▶ _The task_: Return every line of the data below that contains the word "white".

▶ _Records shown_:
——
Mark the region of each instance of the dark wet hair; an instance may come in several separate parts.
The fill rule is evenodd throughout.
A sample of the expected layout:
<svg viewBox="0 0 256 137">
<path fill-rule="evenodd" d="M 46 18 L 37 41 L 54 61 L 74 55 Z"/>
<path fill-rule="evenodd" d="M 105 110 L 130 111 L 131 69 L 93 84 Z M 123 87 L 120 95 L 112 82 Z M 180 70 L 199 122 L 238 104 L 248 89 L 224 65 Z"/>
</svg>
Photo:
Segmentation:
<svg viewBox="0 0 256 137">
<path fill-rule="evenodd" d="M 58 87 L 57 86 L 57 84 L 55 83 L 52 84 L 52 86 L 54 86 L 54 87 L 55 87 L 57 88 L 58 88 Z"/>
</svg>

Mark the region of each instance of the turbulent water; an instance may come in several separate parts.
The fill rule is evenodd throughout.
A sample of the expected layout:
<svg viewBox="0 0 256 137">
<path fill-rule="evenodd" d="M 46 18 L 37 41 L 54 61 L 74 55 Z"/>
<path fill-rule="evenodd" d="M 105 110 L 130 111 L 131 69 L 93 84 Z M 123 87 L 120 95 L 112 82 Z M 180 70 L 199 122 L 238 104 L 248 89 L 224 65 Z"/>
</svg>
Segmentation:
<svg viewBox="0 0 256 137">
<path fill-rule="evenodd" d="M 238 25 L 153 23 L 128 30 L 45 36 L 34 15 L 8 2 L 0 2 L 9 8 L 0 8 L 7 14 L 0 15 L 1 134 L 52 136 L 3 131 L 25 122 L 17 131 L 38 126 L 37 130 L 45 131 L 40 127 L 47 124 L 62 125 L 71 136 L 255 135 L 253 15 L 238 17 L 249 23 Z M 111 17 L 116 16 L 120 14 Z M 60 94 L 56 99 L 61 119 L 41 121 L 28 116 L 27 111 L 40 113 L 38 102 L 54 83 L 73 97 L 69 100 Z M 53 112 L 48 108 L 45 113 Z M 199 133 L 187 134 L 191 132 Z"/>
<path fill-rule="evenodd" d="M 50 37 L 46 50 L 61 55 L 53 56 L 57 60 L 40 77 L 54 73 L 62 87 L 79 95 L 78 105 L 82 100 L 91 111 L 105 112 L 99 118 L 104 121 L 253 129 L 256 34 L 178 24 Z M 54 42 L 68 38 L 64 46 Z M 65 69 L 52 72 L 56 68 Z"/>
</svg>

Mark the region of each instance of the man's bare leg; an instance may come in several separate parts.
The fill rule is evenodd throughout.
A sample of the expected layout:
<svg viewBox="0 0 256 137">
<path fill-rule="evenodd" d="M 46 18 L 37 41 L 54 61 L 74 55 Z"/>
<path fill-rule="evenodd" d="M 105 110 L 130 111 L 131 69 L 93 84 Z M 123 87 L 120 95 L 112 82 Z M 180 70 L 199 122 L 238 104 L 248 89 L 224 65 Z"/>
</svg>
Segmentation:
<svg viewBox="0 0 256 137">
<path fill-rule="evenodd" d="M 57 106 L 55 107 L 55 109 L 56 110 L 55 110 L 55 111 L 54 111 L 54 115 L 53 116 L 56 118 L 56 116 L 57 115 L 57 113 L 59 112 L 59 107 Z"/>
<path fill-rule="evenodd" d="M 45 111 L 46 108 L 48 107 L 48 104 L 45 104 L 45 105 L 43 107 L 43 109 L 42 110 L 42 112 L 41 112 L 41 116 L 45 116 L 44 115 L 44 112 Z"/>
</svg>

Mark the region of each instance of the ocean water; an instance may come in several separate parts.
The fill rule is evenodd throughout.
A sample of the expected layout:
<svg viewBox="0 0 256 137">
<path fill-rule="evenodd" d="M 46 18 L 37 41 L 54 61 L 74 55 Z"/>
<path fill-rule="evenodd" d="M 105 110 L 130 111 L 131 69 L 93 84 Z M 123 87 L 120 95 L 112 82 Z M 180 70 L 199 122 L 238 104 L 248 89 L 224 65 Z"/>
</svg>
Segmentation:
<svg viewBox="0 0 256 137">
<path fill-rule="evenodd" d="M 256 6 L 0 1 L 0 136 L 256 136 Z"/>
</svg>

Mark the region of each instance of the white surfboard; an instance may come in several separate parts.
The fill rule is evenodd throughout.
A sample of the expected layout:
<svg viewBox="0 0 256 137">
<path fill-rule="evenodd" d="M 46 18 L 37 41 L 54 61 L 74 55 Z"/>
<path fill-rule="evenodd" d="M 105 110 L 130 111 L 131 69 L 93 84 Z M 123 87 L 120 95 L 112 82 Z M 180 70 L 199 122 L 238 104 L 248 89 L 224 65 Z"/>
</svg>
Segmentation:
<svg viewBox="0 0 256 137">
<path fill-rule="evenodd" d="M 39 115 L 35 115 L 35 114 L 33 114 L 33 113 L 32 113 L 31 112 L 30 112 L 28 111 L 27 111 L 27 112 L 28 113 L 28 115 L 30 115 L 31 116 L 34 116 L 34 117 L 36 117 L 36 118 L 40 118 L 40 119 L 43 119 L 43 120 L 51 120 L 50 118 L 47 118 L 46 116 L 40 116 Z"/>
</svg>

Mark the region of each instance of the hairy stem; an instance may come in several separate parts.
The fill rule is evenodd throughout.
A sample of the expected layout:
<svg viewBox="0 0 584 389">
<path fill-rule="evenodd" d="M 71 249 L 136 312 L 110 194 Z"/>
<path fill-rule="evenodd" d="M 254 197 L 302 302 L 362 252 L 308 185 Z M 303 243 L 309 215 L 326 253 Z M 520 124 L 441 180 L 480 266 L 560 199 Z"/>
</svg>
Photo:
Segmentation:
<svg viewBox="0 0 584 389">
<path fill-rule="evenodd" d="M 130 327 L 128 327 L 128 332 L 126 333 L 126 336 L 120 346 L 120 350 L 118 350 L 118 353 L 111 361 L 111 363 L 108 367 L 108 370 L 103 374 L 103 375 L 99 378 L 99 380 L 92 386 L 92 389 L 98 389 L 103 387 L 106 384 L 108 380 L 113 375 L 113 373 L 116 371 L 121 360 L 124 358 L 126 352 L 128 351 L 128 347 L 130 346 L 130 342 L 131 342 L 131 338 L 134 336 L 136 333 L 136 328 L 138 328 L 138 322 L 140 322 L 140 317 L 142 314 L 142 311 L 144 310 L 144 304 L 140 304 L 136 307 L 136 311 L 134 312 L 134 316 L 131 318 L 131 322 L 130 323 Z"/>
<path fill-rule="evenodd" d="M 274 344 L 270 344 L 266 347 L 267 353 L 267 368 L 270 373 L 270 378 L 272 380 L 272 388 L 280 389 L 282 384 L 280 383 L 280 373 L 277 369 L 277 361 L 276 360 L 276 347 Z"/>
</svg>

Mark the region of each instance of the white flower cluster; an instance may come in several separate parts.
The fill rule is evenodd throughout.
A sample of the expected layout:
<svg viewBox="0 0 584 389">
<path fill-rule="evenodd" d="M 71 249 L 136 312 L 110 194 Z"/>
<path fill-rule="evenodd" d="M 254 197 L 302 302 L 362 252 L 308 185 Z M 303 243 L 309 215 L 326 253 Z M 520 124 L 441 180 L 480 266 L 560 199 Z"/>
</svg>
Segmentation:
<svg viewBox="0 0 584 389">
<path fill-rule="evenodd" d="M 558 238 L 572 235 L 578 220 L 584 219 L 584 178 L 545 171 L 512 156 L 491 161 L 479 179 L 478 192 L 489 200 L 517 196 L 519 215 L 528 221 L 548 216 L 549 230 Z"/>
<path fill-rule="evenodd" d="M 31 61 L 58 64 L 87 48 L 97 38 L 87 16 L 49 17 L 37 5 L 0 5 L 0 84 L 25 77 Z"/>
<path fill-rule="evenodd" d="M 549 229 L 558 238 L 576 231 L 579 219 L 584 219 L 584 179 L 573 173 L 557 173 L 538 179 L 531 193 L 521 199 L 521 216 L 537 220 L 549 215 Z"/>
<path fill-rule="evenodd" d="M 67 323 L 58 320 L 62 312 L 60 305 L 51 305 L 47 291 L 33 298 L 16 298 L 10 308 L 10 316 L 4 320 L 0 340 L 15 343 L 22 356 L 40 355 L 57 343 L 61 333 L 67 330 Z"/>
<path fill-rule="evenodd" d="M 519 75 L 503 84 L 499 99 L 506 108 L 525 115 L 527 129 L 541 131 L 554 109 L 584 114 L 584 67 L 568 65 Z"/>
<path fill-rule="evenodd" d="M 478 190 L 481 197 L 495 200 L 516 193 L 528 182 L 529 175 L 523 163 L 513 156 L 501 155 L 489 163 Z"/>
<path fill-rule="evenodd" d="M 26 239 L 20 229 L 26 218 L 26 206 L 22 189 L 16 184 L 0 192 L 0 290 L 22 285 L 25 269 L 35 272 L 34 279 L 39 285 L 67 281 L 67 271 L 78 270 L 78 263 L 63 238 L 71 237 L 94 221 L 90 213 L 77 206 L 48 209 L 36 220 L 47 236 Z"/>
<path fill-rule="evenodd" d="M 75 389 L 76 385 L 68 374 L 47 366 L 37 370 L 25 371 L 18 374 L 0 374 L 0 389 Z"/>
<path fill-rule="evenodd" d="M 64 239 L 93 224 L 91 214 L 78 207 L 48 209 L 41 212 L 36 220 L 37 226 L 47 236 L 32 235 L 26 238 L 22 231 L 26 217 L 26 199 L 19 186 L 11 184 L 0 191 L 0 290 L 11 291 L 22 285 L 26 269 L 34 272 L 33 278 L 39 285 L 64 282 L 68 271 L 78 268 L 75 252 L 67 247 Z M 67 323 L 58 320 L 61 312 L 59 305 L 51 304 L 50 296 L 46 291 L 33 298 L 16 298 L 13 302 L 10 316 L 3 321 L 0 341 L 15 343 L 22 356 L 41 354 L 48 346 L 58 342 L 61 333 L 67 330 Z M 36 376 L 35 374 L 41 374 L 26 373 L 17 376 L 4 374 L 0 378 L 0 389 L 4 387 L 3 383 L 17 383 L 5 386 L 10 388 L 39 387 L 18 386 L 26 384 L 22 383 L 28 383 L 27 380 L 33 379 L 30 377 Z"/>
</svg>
——
▶ _Reply to the exercise_:
Mark the region of each instance of the white surfboard; an instance may come in several separate parts.
Mark the region of each instance of the white flower cluster; an instance may come in several separate parts.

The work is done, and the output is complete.